>> Begin EXCERPTED DATA

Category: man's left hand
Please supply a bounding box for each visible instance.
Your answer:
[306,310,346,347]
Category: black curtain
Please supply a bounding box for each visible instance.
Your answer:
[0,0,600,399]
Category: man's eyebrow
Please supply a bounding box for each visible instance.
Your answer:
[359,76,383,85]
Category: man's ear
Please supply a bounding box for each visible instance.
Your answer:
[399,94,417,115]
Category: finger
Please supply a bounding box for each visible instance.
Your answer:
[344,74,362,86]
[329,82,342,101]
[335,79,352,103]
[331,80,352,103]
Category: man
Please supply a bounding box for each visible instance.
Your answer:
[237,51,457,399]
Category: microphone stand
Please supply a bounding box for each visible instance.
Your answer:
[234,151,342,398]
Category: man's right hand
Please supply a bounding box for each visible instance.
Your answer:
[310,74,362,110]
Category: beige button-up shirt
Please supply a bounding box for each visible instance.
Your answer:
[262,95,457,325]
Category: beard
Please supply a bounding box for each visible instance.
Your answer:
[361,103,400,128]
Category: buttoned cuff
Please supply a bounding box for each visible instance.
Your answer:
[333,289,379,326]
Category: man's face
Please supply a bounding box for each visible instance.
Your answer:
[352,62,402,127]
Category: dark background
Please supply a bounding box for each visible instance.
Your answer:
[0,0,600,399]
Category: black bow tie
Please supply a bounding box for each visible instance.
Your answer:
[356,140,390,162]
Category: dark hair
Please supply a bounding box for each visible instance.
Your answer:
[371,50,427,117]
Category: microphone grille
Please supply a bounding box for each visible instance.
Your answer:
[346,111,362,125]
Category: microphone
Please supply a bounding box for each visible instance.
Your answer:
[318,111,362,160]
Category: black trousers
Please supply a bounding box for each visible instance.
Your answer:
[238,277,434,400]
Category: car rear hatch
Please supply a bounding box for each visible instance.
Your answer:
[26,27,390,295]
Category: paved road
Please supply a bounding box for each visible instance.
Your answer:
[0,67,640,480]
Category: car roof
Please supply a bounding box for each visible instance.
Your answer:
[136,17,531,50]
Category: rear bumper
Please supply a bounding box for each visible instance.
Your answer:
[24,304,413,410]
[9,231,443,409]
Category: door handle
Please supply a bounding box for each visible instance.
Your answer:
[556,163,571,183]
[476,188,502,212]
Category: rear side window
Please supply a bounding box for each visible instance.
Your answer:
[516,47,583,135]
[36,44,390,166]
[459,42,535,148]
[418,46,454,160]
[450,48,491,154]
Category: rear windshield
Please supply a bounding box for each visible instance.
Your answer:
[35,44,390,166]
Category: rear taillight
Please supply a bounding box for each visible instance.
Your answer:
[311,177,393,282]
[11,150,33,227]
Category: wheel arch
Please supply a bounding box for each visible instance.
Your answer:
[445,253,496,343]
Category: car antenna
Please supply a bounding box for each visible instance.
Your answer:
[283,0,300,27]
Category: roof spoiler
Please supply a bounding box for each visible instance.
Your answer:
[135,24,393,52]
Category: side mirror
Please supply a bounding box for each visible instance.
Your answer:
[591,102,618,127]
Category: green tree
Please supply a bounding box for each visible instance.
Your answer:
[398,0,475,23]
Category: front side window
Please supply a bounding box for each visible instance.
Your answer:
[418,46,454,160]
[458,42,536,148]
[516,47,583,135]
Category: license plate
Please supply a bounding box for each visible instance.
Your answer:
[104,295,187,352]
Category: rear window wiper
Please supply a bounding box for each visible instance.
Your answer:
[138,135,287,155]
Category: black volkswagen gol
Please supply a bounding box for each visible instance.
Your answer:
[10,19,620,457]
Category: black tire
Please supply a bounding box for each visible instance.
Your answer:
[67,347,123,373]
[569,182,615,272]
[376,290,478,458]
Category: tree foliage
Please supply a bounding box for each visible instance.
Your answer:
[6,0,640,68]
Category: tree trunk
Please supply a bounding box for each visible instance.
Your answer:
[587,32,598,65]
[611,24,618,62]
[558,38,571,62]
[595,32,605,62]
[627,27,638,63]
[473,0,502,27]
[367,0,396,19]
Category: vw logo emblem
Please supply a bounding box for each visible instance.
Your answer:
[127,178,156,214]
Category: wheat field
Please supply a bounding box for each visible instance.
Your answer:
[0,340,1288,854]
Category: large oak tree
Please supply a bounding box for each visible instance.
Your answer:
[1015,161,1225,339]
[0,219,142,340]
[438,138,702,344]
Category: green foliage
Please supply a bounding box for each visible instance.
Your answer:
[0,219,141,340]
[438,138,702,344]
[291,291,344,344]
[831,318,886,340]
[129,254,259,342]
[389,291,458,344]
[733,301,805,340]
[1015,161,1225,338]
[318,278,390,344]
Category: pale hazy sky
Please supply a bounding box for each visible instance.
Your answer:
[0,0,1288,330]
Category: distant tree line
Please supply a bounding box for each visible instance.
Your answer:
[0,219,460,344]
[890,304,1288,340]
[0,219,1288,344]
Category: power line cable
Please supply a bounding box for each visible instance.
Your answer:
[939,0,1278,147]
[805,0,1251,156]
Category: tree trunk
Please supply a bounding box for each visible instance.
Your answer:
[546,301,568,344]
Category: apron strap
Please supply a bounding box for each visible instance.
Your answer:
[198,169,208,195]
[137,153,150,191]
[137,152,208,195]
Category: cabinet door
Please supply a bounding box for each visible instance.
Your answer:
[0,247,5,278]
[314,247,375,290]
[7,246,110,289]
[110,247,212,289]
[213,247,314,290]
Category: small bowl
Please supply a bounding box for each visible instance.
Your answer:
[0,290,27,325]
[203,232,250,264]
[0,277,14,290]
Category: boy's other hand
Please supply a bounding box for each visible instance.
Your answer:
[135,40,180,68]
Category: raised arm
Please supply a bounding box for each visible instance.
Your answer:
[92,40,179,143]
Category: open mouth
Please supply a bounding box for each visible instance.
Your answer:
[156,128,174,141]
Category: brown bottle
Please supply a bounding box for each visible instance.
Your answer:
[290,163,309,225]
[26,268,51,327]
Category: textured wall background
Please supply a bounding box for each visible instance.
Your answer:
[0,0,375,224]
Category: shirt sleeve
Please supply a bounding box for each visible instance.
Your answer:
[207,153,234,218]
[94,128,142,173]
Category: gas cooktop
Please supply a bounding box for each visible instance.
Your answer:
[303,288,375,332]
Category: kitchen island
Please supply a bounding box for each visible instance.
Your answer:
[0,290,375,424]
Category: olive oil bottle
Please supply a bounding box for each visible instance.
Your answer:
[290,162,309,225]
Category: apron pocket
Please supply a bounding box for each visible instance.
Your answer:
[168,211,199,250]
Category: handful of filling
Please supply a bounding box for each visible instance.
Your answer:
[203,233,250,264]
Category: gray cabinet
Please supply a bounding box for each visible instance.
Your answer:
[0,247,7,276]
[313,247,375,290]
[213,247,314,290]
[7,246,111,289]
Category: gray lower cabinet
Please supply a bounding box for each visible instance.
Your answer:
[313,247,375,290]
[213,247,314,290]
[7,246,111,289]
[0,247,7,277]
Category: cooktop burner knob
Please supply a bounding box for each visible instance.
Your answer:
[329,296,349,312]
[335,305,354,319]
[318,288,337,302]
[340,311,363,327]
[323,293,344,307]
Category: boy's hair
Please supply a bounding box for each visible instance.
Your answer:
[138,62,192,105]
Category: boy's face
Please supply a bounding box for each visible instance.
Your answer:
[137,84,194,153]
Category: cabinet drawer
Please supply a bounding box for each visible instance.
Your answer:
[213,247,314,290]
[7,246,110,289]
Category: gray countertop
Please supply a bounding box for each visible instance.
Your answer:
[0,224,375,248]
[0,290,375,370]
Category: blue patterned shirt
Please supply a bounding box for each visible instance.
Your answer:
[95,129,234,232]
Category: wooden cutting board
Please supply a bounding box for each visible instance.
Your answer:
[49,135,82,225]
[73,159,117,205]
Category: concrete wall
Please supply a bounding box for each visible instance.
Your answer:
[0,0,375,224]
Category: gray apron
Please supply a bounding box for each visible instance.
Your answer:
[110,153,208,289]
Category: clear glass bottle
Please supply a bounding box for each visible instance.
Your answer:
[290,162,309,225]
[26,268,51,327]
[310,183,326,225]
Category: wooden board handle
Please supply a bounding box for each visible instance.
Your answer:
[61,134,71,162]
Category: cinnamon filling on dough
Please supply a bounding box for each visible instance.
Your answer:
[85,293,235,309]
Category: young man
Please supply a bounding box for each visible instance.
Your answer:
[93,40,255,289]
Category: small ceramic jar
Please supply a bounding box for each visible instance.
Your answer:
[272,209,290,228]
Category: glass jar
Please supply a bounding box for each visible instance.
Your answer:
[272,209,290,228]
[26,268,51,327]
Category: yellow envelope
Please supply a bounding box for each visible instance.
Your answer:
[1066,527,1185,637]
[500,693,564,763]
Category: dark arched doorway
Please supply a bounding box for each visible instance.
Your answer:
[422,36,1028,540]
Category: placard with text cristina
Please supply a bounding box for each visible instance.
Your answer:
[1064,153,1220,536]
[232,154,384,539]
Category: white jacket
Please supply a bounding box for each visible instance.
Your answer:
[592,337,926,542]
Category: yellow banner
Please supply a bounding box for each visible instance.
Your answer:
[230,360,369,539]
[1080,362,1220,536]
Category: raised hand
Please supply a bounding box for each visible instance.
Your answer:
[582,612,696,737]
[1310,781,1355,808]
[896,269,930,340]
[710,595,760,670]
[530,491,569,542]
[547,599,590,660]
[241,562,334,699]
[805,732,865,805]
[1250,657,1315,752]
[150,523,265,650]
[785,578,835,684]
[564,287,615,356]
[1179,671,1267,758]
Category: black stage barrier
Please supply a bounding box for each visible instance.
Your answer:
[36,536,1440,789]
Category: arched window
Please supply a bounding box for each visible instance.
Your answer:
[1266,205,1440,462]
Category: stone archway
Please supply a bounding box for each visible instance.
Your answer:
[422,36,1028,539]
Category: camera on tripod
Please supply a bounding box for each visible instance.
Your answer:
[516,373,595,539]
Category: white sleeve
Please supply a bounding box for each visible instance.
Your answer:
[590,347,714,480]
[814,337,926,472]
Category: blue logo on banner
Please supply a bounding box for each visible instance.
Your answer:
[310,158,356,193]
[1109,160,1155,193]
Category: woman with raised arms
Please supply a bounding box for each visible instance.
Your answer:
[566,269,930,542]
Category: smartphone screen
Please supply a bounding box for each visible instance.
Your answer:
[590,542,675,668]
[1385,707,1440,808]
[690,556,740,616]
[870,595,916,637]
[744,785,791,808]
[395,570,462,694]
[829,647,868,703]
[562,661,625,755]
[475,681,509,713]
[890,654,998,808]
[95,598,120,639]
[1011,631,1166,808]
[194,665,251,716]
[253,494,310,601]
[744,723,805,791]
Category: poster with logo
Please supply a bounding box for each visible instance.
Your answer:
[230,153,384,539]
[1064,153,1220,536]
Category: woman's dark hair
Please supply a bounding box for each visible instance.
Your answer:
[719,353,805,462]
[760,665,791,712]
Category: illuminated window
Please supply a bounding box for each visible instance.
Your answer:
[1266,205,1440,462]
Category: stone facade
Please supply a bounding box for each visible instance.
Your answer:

>> End EXCERPTED DATA

GIVEN TASK: Give the records again from the line with "Category: car rear hatch" up to and including the line with "[476,188,502,212]", substituting "asphalt road" for "paved road" and leaving everything else unchanged.

ANSWER TO THIS EXERCISE:
Category: car rear hatch
Please supply a bounding box for each visible instance.
Your answer:
[26,27,390,295]
Category: asphalt road
Please supply a bounding box for each visible instance.
Your answer:
[0,67,640,480]
Category: car roof
Please supply a bounding box for each visible instance.
Your answer:
[136,17,531,50]
Category: rear bumper
Please supply a bounding box for each visible instance.
Your answer:
[24,304,413,410]
[9,231,443,409]
Category: door handle
Please supply a bounding box for each visible instance.
Your answer:
[556,163,571,183]
[476,188,502,212]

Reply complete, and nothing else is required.